Your answer should be every line of the records that contains the word "hand", copied as it stands.
[Supplied records Boundary: Start]
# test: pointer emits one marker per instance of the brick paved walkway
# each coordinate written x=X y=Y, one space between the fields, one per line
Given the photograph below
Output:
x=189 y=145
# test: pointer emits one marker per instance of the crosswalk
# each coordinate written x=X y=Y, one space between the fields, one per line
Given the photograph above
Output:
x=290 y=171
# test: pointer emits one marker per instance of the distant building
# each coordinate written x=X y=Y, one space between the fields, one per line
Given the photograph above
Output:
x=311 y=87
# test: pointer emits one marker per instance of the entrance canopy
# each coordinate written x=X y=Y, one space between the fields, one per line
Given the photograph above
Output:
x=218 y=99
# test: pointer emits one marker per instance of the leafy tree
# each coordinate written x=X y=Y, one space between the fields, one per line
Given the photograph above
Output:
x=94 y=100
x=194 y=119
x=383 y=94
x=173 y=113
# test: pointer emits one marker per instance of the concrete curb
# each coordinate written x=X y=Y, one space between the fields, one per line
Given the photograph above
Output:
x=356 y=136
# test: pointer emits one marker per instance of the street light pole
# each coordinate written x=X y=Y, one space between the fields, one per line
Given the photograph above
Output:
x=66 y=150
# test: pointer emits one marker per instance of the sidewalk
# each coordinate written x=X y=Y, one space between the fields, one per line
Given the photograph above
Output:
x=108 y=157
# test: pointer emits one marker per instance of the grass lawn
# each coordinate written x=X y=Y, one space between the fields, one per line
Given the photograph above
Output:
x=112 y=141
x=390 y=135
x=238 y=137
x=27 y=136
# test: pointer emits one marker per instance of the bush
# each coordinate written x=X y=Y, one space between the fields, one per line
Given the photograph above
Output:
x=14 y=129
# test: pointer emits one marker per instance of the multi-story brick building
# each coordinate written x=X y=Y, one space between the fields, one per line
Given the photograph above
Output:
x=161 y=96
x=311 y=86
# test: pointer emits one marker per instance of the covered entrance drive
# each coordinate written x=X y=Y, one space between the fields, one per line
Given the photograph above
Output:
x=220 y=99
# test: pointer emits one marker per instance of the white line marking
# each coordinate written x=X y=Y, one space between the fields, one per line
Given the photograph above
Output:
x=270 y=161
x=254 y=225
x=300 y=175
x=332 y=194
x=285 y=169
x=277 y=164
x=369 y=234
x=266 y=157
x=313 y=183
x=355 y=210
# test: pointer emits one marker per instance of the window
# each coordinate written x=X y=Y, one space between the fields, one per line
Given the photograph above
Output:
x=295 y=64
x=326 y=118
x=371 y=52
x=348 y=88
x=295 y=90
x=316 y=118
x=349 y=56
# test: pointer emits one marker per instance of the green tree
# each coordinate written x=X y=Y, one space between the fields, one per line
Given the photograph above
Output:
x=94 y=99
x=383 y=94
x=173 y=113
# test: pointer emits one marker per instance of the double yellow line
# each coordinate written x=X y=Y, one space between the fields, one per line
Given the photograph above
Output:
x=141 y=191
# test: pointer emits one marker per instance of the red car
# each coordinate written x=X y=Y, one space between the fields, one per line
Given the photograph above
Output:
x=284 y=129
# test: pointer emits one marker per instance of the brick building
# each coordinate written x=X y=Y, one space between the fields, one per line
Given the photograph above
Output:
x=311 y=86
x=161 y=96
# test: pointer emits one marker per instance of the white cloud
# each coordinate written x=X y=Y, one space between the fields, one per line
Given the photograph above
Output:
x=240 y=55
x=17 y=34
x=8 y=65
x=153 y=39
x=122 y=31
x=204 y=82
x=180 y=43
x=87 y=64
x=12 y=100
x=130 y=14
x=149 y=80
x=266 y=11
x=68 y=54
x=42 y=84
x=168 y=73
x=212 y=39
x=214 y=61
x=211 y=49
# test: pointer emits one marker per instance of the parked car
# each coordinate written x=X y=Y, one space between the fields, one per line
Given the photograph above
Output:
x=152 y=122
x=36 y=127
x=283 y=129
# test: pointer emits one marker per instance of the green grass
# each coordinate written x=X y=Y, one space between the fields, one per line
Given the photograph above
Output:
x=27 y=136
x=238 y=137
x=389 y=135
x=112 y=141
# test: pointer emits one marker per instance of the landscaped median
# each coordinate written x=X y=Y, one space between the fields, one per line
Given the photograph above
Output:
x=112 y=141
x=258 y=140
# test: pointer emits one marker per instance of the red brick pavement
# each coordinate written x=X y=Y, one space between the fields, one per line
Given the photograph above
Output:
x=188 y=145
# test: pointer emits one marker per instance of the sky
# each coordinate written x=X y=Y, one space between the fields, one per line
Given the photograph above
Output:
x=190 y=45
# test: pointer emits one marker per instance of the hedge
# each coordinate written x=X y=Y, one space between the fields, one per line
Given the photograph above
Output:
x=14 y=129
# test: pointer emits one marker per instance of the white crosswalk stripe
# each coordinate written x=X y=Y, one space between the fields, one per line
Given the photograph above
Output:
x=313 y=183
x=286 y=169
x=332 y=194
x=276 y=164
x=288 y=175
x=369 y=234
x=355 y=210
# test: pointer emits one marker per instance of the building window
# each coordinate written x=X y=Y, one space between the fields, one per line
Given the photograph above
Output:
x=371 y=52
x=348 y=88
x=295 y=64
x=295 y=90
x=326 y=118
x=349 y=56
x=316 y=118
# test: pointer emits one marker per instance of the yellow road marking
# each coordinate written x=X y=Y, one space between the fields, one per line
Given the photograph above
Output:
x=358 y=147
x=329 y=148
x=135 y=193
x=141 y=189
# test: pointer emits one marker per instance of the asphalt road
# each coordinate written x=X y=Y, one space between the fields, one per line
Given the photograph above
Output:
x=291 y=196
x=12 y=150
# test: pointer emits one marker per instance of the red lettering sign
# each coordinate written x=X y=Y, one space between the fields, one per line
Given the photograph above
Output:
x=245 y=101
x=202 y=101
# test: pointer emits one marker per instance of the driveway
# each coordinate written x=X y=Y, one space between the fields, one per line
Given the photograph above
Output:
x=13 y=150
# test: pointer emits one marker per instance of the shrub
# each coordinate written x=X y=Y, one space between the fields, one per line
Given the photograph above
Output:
[Supplied records Boundary: End]
[Supplied records Boundary: Start]
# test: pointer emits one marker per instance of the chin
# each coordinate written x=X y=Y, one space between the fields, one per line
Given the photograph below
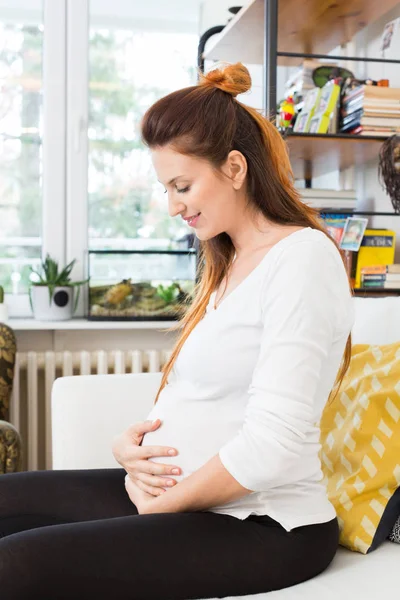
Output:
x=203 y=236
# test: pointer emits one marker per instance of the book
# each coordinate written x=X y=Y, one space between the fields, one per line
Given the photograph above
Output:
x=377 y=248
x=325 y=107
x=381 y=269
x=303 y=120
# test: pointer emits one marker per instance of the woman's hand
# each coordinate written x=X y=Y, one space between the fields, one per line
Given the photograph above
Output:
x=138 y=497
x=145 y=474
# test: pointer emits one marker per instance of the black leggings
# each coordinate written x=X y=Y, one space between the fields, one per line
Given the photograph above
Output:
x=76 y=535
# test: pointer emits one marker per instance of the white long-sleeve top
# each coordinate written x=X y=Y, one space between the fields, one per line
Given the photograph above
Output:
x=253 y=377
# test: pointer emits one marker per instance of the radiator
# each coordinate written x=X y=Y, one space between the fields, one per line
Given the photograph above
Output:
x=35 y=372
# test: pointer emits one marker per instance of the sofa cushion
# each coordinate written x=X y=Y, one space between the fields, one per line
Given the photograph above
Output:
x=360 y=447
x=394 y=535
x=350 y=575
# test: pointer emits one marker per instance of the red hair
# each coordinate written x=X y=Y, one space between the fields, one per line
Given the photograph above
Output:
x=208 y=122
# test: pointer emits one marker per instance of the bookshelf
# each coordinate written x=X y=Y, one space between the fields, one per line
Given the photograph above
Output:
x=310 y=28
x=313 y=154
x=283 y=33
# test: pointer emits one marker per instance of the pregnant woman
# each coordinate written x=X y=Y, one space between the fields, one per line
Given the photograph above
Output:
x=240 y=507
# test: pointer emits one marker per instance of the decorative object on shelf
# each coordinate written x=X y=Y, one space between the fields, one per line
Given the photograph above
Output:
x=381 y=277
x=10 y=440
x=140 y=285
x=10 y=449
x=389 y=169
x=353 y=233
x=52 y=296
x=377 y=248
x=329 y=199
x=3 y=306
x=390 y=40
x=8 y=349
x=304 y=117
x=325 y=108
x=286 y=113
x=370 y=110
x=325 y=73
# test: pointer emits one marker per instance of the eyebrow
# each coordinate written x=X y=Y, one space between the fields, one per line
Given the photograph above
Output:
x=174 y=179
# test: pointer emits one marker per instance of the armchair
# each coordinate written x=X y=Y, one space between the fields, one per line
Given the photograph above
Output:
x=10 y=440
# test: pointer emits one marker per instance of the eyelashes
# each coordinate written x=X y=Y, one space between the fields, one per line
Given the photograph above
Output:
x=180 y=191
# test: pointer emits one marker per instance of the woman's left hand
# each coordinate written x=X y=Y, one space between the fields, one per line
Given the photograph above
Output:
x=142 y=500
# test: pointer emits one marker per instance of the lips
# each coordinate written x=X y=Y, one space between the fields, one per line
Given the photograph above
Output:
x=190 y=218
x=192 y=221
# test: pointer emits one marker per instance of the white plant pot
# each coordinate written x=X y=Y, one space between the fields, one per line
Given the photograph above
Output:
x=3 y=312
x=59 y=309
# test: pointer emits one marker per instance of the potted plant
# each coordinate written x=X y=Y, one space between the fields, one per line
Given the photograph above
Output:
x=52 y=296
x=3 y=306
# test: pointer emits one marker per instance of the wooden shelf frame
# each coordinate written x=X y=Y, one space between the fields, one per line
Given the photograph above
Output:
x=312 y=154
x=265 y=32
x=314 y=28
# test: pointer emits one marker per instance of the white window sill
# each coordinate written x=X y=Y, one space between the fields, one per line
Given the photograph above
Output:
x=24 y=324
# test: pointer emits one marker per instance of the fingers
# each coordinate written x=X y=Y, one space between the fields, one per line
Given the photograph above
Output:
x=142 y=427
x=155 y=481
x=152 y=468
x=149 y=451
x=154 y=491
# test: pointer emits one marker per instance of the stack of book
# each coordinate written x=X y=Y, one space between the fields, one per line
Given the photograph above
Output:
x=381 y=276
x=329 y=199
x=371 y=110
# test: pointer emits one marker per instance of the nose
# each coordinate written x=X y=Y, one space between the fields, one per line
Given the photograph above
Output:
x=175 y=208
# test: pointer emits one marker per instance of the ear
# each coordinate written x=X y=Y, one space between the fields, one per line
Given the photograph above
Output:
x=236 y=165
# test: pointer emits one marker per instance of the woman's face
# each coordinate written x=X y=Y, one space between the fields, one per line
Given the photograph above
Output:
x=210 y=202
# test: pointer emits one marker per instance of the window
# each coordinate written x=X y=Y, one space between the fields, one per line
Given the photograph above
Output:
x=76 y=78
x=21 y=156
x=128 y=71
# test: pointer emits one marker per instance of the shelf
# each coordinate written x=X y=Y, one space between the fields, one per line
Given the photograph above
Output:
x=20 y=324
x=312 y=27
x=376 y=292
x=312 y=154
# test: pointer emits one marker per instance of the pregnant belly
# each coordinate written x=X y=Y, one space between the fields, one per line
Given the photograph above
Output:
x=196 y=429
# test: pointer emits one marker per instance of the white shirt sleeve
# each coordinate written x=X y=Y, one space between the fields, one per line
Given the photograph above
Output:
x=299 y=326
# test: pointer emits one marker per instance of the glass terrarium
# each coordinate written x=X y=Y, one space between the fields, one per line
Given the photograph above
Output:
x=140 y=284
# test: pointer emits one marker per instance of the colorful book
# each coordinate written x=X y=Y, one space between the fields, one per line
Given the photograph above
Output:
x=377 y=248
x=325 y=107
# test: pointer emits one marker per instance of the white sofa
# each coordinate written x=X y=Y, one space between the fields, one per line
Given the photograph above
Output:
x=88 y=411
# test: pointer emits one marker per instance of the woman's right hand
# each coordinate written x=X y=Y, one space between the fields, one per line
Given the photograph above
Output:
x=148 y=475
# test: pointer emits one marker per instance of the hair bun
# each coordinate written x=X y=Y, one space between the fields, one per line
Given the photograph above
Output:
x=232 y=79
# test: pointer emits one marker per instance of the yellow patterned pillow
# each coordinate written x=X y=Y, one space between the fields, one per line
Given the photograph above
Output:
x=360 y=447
[Supplied records Boundary: End]
* [Solution to this exercise]:
# test: pointer emits one marker per instance of the woman's hand
# test: pointer emits one marker per instance of the woman's left hand
# test: pointer emits one marker per instance of the woman's right hand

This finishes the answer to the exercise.